Now I am a little confused, can you elaborate? Wouldn't that mean you can't tell which one is actually accelerating?

15. May 22, 2017

### PeroK

You have to understand more precisely what "all motion is relative" means. If you look at post #10, I said you cannot assign an absolute velocity to motion. You can, however, measure that something is accelerating and that over a period of time its motion relative to you has changed and, moreover, this is because it accelerated and not you.

But, what you cannot say is that at any time it was absolutely travelling at a given velocity.

In short: you can tell when something is changing its velocity (relative to an inertial reference frame); but you cannot assign an absolute value to its velocity at any time. The value of its velocity must be relative to something.

PS and that is true in good old classical physics. It does not hinge on the special or general theories of relativity. The issue is only obscured by dragging relativity into it, IMHO.

16. May 22, 2017

### PeroK

PPS to give an example. Suppose a particle acclerates at $2 m/s^2$ for $5s$.

In one IRF (inertial reference frame), that particle might have started at rest and acclerated to $10 m/s$.

In another IRF, that particle might have started at $30 m/s$ and acclerated to $40m/s$.

And in yet another IRF that particle might have started at $-10 m/s$ and decelerated to $0 m/s$.

The point is that all IRF's agree about the accleration, but they all record different values for the initial and final velocities (and indeed the velocity at each time). The particle is not absolutely at rest at any time; only at rest relative to a single IRF. Nor is it ever absolutely travelling at $10 m/s$; only at $10m/s$ relative to a single IRF.

17. May 22, 2017

### Isaac0427

So, essentially, acceleration is not relative, right?

18. May 22, 2017

### PeroK

Yes, exactly, acceleration is absolute. All inertial reference frames will measure the same value.

• Set task 1
Which lines in the listing contain the word "sign"? Show each of them.
The forum thread and the listing come from unrelated sources.

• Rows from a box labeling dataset
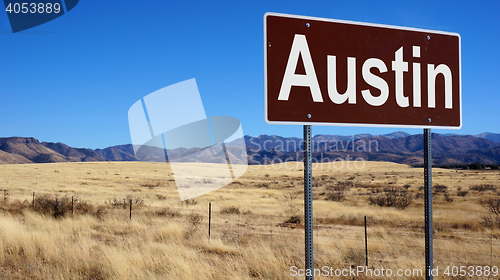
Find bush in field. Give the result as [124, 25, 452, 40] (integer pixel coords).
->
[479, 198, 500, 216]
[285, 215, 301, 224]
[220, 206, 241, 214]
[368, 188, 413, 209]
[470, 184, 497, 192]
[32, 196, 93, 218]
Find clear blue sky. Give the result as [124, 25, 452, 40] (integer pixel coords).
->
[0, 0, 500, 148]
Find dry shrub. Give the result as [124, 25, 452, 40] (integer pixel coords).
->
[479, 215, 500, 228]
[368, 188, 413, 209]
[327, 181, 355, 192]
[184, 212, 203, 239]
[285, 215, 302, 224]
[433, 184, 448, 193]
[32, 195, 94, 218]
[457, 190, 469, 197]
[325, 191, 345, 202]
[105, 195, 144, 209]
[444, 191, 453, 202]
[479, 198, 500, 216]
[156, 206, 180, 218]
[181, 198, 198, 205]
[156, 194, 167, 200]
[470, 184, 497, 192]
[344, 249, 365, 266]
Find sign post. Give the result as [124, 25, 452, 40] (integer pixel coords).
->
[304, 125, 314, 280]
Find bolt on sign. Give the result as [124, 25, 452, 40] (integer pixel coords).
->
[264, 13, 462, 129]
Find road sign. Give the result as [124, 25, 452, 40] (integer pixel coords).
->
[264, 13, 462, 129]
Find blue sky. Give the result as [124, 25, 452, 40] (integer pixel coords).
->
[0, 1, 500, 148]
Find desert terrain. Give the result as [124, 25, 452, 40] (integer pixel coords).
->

• Set task 2
In the forum thread's example, what starting and ending velocities does the particle have in each inertial reference frame?

• Complete output 1
Find sign post. Give the result as [124, 25, 452, 40] (integer pixel coords).
Find bolt on sign. Give the result as [124, 25, 452, 40] (integer pixel coords).
Find road sign. Give the result as [124, 25, 452, 40] (integer pixel coords).

• Complete output 2
- Starts at rest and accelerates to 10 m/s
- Starts at 30 m/s and accelerates to 40 m/s
- Starts at -10 m/s and decelerates to 0 m/s